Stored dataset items
_ _ _ _ _ _ _
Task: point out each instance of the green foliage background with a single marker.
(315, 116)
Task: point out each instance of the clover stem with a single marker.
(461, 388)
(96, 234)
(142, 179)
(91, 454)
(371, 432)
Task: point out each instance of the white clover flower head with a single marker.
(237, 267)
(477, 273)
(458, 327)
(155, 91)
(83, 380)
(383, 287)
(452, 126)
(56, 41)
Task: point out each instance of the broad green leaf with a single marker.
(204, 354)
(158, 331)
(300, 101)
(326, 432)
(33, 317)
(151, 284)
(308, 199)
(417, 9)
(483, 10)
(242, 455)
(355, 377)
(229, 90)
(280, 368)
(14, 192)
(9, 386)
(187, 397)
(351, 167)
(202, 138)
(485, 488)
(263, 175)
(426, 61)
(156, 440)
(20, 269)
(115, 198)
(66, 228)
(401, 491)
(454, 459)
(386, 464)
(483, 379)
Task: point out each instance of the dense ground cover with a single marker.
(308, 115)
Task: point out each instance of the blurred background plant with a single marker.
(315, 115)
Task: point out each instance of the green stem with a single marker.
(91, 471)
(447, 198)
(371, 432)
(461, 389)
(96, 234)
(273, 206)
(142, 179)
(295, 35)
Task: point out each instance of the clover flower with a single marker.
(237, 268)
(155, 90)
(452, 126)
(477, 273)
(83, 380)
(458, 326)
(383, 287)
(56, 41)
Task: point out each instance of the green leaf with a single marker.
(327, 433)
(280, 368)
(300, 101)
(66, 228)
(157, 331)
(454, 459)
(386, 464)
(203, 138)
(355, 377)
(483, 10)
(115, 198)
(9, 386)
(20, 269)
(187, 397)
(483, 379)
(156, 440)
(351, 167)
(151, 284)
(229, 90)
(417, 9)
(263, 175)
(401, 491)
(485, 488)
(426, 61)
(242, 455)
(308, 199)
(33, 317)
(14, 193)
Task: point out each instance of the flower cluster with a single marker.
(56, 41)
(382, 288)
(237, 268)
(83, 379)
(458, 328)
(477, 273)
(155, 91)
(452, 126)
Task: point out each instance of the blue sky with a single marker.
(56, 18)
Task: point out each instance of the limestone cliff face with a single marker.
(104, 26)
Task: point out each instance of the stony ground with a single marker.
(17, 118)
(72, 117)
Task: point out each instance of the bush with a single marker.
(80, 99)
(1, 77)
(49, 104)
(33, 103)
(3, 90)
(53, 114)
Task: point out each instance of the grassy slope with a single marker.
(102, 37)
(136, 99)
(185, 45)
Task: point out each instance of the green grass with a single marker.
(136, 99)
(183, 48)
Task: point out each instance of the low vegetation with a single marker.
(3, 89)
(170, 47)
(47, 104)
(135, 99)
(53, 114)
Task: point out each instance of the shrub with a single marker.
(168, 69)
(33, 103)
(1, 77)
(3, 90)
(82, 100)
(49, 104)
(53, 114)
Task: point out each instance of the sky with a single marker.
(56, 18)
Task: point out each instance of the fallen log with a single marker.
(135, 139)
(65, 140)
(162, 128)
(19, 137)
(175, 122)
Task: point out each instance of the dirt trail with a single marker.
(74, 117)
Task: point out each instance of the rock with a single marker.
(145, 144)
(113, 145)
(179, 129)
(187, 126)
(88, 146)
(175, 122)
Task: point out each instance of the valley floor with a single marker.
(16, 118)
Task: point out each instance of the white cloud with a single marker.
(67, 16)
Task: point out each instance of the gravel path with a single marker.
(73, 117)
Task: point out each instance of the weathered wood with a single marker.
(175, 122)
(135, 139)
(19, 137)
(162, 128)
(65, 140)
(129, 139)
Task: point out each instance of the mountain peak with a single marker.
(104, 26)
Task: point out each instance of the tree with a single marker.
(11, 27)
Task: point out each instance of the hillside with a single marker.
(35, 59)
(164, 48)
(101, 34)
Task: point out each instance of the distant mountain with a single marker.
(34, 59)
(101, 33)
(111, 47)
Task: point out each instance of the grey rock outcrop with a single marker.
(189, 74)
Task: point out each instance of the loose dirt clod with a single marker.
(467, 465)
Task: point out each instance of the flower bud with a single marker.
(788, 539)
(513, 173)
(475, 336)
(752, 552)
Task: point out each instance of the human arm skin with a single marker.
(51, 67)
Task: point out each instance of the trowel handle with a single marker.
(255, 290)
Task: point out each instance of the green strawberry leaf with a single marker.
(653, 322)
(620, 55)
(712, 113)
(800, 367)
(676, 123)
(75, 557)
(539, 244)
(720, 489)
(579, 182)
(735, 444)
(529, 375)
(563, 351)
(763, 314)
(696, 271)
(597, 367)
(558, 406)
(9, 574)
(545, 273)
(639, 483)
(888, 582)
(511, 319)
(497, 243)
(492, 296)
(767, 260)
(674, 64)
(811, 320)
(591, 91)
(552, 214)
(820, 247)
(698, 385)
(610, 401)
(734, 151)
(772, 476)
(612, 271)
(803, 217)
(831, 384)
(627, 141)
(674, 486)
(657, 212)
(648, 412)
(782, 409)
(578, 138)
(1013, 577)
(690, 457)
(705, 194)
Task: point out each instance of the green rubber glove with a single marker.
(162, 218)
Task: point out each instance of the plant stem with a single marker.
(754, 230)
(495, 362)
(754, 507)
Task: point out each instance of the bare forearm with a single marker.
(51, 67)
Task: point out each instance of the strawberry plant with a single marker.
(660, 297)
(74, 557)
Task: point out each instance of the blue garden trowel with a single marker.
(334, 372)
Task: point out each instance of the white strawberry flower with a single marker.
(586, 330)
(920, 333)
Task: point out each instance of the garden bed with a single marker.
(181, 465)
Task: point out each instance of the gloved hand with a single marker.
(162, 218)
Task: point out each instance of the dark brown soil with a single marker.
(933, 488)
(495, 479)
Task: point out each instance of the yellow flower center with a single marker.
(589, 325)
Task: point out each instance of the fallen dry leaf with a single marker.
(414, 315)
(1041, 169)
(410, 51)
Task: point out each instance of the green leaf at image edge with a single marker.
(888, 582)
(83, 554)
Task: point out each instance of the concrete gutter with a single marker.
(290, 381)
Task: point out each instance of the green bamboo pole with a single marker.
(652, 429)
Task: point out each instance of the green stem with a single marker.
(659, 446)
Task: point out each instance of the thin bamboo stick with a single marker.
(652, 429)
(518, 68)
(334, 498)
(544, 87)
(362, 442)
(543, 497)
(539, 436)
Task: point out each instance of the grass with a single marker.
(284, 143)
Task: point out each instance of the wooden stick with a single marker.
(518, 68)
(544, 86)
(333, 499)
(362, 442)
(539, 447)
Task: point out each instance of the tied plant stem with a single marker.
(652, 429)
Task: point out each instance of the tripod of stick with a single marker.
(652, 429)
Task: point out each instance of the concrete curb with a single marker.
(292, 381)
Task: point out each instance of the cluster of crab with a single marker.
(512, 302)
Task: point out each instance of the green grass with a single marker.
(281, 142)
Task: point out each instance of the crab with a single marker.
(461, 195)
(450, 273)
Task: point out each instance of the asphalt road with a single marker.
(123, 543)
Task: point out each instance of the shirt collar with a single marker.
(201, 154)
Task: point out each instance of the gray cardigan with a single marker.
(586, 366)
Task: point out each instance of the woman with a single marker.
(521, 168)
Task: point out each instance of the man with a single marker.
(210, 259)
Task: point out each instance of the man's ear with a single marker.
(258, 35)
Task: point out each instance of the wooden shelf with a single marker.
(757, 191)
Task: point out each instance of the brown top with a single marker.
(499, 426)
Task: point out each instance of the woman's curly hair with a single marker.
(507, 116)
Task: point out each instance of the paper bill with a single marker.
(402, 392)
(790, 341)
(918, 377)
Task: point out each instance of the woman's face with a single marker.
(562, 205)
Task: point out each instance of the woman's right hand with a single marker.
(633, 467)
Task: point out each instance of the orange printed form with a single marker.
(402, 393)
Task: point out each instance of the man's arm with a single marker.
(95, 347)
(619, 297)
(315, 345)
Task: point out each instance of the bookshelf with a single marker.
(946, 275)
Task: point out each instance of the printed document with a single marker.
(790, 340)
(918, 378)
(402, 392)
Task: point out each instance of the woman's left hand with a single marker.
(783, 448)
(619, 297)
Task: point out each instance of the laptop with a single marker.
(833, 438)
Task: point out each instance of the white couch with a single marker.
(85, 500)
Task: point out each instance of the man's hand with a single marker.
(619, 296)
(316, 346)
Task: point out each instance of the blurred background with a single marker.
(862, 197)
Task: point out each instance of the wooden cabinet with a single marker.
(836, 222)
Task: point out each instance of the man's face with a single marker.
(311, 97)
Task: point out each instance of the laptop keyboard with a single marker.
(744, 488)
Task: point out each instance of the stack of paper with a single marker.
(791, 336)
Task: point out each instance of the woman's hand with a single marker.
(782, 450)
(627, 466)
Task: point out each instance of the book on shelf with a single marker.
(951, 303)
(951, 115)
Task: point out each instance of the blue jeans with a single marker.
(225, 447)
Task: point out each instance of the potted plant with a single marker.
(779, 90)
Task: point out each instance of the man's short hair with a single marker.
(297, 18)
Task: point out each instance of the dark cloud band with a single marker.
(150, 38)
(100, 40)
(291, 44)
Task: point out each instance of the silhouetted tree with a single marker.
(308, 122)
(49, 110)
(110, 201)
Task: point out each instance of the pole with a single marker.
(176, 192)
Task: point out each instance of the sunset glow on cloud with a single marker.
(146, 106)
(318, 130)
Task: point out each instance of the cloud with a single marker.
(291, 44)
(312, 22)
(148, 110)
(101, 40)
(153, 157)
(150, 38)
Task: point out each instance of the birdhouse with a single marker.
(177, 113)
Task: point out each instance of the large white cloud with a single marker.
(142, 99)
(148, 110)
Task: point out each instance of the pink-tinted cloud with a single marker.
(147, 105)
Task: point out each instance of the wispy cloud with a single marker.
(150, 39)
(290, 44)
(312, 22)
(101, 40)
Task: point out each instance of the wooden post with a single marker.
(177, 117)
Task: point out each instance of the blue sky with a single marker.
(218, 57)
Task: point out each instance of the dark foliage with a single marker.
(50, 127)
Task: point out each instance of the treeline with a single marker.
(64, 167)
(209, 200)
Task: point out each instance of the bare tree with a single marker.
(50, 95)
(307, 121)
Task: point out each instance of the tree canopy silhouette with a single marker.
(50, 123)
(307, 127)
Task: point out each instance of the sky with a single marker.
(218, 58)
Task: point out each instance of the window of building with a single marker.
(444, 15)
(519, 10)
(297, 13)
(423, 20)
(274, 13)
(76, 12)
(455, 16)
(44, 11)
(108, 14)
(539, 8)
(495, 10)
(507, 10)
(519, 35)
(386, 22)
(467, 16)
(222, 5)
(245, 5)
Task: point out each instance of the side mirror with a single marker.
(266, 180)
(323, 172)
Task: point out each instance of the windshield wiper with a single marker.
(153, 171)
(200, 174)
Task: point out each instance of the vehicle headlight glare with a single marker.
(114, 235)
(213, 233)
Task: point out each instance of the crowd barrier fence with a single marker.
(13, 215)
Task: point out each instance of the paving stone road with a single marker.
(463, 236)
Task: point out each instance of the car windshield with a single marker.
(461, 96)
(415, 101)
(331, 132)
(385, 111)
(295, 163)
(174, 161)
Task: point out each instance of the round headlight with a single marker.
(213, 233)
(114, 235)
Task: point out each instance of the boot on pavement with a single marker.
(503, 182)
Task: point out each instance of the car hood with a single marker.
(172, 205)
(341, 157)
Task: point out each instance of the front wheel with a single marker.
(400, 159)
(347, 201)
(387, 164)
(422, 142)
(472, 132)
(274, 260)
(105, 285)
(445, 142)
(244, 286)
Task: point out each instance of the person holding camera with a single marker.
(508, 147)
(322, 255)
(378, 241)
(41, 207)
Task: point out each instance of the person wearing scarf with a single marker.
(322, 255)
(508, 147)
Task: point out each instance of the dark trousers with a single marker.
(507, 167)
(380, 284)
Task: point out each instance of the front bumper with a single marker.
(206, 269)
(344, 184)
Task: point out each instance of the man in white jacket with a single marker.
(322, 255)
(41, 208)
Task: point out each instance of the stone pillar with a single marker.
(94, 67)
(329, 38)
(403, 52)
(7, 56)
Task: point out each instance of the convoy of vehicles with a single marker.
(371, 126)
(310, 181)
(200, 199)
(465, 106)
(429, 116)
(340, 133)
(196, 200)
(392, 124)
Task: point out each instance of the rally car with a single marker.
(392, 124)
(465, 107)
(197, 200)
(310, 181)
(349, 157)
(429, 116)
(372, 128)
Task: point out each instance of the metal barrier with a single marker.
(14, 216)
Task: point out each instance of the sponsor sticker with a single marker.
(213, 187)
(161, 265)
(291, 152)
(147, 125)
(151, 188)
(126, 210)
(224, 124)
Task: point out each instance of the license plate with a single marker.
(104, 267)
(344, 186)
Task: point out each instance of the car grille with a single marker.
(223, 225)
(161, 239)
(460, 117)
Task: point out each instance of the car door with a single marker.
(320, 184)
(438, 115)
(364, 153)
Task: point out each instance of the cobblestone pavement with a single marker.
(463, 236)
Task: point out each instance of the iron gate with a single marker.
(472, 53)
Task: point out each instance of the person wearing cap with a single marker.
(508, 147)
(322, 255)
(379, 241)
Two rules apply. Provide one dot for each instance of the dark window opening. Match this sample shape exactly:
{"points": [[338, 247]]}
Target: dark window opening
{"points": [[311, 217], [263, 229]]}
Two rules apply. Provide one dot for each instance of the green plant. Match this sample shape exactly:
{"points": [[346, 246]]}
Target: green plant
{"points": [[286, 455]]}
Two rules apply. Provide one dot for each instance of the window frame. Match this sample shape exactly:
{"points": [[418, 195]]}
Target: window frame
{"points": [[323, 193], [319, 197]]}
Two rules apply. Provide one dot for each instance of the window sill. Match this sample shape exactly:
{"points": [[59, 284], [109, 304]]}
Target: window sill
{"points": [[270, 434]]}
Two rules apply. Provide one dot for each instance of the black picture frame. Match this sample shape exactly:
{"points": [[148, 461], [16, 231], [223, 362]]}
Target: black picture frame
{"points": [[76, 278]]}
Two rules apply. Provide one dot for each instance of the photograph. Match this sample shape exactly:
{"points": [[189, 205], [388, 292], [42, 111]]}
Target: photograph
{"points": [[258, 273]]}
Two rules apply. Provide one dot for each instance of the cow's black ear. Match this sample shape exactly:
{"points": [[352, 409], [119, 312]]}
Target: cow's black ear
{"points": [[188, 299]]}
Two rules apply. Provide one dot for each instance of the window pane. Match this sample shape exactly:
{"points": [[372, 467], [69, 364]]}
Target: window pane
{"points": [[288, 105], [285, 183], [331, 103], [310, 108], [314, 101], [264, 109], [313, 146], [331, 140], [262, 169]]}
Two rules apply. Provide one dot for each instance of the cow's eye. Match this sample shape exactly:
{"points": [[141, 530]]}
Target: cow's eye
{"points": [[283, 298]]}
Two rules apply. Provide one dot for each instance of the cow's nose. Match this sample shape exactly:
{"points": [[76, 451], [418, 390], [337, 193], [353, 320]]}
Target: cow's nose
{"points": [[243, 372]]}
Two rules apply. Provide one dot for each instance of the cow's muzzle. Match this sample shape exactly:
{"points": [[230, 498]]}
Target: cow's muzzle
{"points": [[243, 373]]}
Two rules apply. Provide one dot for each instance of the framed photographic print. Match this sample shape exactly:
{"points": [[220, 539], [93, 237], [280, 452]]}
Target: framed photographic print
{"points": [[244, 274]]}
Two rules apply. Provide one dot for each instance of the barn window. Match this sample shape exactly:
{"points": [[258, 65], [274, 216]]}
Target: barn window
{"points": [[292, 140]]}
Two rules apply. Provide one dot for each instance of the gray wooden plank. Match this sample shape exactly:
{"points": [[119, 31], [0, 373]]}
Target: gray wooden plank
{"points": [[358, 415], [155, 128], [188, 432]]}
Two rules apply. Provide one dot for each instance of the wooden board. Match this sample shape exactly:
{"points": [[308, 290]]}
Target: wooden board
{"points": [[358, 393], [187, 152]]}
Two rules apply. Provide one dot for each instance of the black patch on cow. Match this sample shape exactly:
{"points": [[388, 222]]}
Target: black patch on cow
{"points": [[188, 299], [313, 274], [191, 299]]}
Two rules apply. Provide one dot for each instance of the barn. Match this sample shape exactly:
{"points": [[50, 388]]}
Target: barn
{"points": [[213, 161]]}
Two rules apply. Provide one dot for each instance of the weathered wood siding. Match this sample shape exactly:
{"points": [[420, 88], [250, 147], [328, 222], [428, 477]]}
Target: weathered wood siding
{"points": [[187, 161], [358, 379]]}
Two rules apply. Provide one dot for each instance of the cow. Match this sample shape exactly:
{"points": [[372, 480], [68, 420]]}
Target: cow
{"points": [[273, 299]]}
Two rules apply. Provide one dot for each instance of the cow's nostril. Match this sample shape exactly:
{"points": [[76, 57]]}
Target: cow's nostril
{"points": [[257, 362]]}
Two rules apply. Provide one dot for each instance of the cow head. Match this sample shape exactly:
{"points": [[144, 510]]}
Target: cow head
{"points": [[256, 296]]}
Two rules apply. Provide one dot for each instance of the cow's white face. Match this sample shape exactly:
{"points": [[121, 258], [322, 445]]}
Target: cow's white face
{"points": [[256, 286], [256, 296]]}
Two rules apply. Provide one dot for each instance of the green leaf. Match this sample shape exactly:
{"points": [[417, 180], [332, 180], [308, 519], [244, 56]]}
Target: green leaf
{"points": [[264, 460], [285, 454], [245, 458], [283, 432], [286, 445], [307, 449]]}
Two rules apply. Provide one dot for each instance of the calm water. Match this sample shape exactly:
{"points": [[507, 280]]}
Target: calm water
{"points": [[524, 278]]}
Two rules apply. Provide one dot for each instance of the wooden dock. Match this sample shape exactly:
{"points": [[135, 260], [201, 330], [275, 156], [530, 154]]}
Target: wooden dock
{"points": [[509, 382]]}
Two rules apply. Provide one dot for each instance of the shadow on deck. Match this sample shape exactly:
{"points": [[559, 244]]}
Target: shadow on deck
_ _ _ _ _ _ _
GIVEN REQUEST
Please swap "wooden dock" for "wooden pier" in everything from the line containing "of the calm" down to the end of the listing. Give those lines again with nothing else changed.

WRITTEN SOLUTION
Two rules apply. Provide one dot for each instance of the calm water. Match this sample shape exactly:
{"points": [[507, 280]]}
Target: calm water
{"points": [[524, 278]]}
Two rules apply. Provide one dot for each instance of the wooden pier. Match this sample shape exactly:
{"points": [[135, 260], [201, 330], [275, 156], [530, 154]]}
Target: wooden pier
{"points": [[509, 382]]}
Two rules apply. Provide one dot for each instance of the shadow on deck. Match this sample shape exactly:
{"points": [[559, 244]]}
Target: shadow on deck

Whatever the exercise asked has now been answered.